__Textauszug__.
* * * * *

17. Jahrgang | Nummer 5 | 3. März 2014

Berliner Wohnungsnot

von Ulrike Steglich

17 Quadratmeter sind für zwei Stallhasen eine geradezu luxuriöse Fläche. Wer Tiere liebt und solvent ist, kann dafür auch schon mal ein bisschen investieren.
Die Frage ist nur, was die Karnickel dann mit der Einbauküche und der Duschkabine anfangen. Und ob die Hoppelhäschen tatsächlich die ersten sind, wenn es darum geht, beim Wettlauf um dieses schöne Domizil die Mieter-Selbstauskunft, den Identitätsnachweis und die „letzten drei Gehaltsnachweise oder Einnahmennachweis vom Steuerberater aus selbstständiger Tätigkeit oder sonstigen Kapitalnachweis oder Bürgschaft beizubringen“.
Denn die „stilvolle Wohnung“ am Berliner Engeldamm 28, die im Internet für 450 Euro monatlicher Warmmiete angeboten wird, ist allen Ernstes für Menschen gedacht. 17 Quadratmeter, auf denen Duschkabine, Toilette, Einbauküche, Schrank, Bett, Tisch und Stuhl untergebracht werden sollen. Wer sich dann noch umdrehen möchte, sollte schon eher sehr dünn sein. Wer käme für ein solches Wohnklo mit Teeküche als Bewohner in Frage? Hartz-IV-Empfänger schon mal nicht, weil das Amt die Warmmiete nicht übernähme – mit 23 Euro pro Quadratmeter zu hoch.

* * * * *

__Aufgabe A__. Zähle, in wie vielen Zeilen der Datensätze die Zeichenfolge „hill“ vorkommt, und nenne nur diese Zahl.
Der Text und die Datensätze haben nichts miteinander zu tun.

* * * * *

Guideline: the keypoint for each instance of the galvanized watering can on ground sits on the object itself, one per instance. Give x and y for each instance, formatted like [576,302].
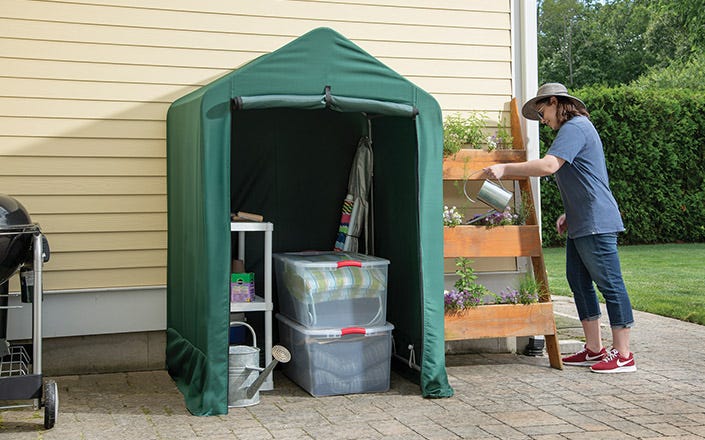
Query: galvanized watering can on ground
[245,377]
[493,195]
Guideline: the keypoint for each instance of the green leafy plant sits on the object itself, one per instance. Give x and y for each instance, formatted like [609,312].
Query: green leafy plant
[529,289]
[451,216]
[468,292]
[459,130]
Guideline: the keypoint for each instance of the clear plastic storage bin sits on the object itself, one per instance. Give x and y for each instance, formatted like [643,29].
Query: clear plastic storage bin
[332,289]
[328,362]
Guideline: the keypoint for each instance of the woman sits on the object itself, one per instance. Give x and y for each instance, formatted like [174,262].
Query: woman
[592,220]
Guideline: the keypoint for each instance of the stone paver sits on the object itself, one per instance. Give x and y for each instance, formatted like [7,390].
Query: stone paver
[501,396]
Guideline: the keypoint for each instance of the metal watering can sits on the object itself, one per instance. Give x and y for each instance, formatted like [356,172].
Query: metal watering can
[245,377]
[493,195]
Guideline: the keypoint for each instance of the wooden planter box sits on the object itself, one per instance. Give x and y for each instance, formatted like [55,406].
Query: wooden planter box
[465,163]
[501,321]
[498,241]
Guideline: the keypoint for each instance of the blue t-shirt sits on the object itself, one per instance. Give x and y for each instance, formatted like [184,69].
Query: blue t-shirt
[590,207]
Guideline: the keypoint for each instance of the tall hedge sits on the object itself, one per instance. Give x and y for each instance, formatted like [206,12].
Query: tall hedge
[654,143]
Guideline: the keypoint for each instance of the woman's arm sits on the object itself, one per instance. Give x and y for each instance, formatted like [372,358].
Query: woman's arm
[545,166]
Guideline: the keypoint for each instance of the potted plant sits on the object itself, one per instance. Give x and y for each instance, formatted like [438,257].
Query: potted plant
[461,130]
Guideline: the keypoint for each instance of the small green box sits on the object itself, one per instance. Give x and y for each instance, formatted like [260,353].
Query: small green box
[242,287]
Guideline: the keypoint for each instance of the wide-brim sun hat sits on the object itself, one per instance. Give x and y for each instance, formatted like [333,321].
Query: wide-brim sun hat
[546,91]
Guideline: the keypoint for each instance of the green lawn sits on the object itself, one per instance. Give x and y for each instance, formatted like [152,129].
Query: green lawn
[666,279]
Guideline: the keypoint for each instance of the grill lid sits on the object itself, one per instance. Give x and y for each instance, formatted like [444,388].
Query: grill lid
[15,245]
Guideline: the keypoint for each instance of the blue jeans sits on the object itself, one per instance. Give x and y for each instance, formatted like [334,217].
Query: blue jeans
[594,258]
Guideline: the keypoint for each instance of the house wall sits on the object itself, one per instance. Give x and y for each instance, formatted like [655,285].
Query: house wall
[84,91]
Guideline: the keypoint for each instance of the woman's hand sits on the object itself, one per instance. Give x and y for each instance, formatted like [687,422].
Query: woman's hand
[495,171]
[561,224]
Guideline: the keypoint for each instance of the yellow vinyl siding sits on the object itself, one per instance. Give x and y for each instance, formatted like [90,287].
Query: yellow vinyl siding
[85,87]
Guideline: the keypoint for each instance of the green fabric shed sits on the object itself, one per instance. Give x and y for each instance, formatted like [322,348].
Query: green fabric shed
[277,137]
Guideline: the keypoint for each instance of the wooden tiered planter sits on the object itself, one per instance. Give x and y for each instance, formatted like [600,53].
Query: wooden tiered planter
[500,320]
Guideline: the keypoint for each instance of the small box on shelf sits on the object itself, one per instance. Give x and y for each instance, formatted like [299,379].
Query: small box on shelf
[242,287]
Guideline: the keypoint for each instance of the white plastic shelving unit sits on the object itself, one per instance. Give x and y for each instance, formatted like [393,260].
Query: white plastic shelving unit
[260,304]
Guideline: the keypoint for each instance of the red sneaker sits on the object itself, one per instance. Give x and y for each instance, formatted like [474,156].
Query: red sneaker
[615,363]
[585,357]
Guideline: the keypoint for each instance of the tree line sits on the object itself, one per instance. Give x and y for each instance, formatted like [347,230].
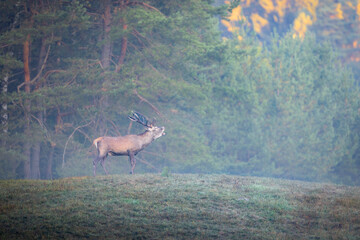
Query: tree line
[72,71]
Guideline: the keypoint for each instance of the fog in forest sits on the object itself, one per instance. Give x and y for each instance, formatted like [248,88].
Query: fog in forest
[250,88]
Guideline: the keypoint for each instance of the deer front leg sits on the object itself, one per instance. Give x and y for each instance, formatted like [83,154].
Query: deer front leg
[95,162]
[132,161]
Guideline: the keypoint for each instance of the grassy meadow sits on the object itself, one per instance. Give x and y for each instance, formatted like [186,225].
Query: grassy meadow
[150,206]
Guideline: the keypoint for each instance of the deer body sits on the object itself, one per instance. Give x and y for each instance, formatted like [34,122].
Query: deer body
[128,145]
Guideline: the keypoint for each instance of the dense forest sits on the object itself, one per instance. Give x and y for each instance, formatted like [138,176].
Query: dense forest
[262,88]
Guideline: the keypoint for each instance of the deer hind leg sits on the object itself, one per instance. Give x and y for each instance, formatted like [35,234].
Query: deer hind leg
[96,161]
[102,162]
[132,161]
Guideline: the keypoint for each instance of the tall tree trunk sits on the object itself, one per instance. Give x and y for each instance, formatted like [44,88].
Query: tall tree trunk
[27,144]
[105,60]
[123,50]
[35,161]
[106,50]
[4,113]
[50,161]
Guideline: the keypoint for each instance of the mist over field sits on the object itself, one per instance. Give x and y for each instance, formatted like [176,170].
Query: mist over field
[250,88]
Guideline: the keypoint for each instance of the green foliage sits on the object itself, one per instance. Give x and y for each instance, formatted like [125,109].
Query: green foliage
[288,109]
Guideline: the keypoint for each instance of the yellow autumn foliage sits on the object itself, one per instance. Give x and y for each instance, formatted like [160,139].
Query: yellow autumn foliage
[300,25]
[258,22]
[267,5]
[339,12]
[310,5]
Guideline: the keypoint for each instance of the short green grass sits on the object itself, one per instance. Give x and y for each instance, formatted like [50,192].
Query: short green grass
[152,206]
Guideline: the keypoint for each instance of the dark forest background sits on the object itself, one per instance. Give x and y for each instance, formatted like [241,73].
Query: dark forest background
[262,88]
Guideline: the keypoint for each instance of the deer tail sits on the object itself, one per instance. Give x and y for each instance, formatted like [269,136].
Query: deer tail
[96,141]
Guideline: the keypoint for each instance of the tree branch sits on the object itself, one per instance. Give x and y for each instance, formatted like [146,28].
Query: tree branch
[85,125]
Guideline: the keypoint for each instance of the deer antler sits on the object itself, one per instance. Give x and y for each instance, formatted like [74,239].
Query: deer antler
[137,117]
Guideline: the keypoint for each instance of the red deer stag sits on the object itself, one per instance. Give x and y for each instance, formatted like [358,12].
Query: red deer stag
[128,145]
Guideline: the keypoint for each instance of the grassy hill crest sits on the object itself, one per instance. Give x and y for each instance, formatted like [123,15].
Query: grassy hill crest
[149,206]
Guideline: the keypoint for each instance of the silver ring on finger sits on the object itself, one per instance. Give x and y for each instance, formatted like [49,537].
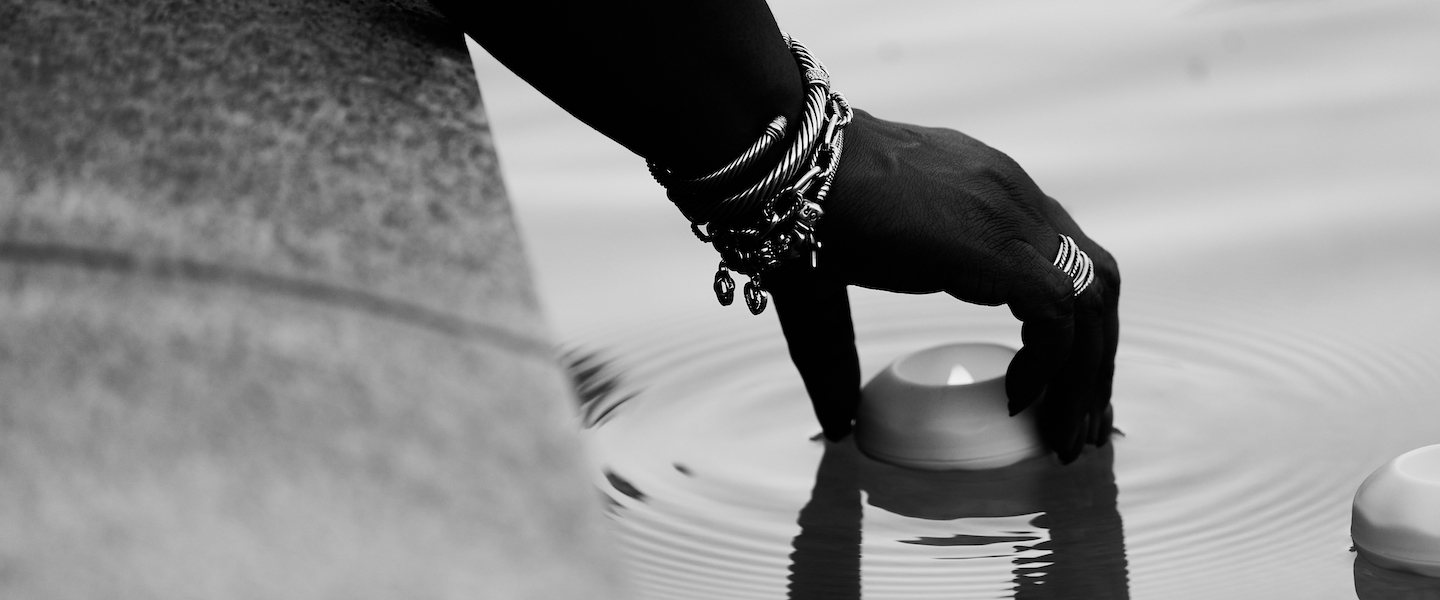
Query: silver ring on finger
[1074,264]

* * * * *

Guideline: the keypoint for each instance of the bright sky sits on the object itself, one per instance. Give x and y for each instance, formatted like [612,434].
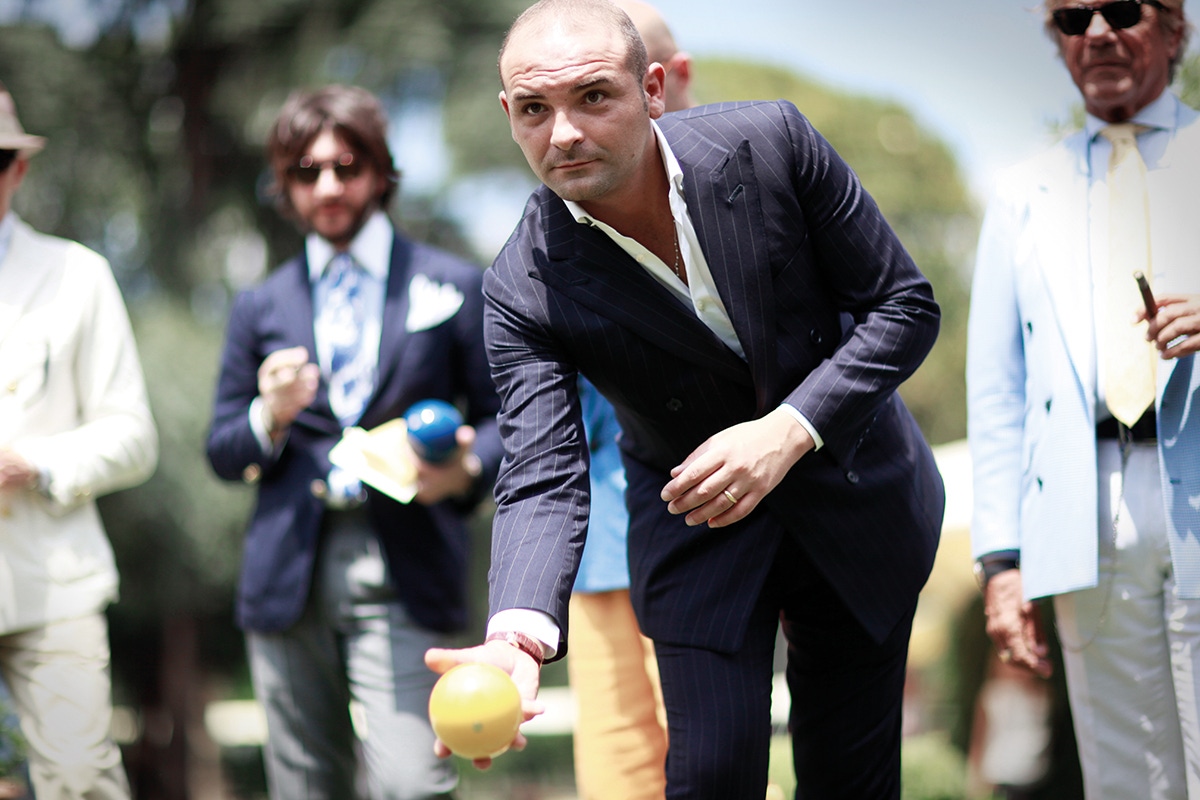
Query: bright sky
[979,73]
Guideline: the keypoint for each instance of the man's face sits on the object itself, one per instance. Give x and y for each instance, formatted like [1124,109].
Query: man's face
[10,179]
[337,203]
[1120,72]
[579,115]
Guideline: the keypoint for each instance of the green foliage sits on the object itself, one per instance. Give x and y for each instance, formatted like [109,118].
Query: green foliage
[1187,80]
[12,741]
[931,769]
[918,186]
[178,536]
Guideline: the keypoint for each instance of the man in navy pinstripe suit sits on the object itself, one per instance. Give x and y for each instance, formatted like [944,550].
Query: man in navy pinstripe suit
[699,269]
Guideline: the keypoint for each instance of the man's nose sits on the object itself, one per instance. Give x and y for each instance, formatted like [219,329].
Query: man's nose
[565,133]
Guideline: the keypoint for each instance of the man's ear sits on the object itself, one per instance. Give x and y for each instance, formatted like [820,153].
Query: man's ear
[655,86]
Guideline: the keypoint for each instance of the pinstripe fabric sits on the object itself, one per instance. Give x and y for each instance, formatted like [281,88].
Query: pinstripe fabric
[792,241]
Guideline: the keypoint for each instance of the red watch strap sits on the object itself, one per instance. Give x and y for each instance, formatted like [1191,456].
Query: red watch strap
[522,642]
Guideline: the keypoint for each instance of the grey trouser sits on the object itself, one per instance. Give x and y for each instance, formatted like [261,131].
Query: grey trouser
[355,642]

* * * * *

__Aufgabe B__. Schreib den Text über die Berliner Wohnungsnot vollständig und unverändert ab.

__Lösung A__. 2

__Lösung B__.
17. Jahrgang | Nummer 5 | 3. März 2014

Berliner Wohnungsnot

von Ulrike Steglich

17 Quadratmeter sind für zwei Stallhasen eine geradezu luxuriöse Fläche. Wer Tiere liebt und solvent ist, kann dafür auch schon mal ein bisschen investieren.
Die Frage ist nur, was die Karnickel dann mit der Einbauküche und der Duschkabine anfangen. Und ob die Hoppelhäschen tatsächlich die ersten sind, wenn es darum geht, beim Wettlauf um dieses schöne Domizil die Mieter-Selbstauskunft, den Identitätsnachweis und die „letzten drei Gehaltsnachweise oder Einnahmennachweis vom Steuerberater aus selbstständiger Tätigkeit oder sonstigen Kapitalnachweis oder Bürgschaft beizubringen“.
Denn die „stilvolle Wohnung“ am Berliner Engeldamm 28, die im Internet für 450 Euro monatlicher Warmmiete angeboten wird, ist allen Ernstes für Menschen gedacht. 17 Quadratmeter, auf denen Duschkabine, Toilette, Einbauküche, Schrank, Bett, Tisch und Stuhl untergebracht werden sollen. Wer sich dann noch umdrehen möchte, sollte schon eher sehr dünn sein. Wer käme für ein solches Wohnklo mit Teeküche als Bewohner in Frage? Hartz-IV-Empfänger schon mal nicht, weil das Amt die Warmmiete nicht übernähme – mit 23 Euro pro Quadratmeter zu hoch.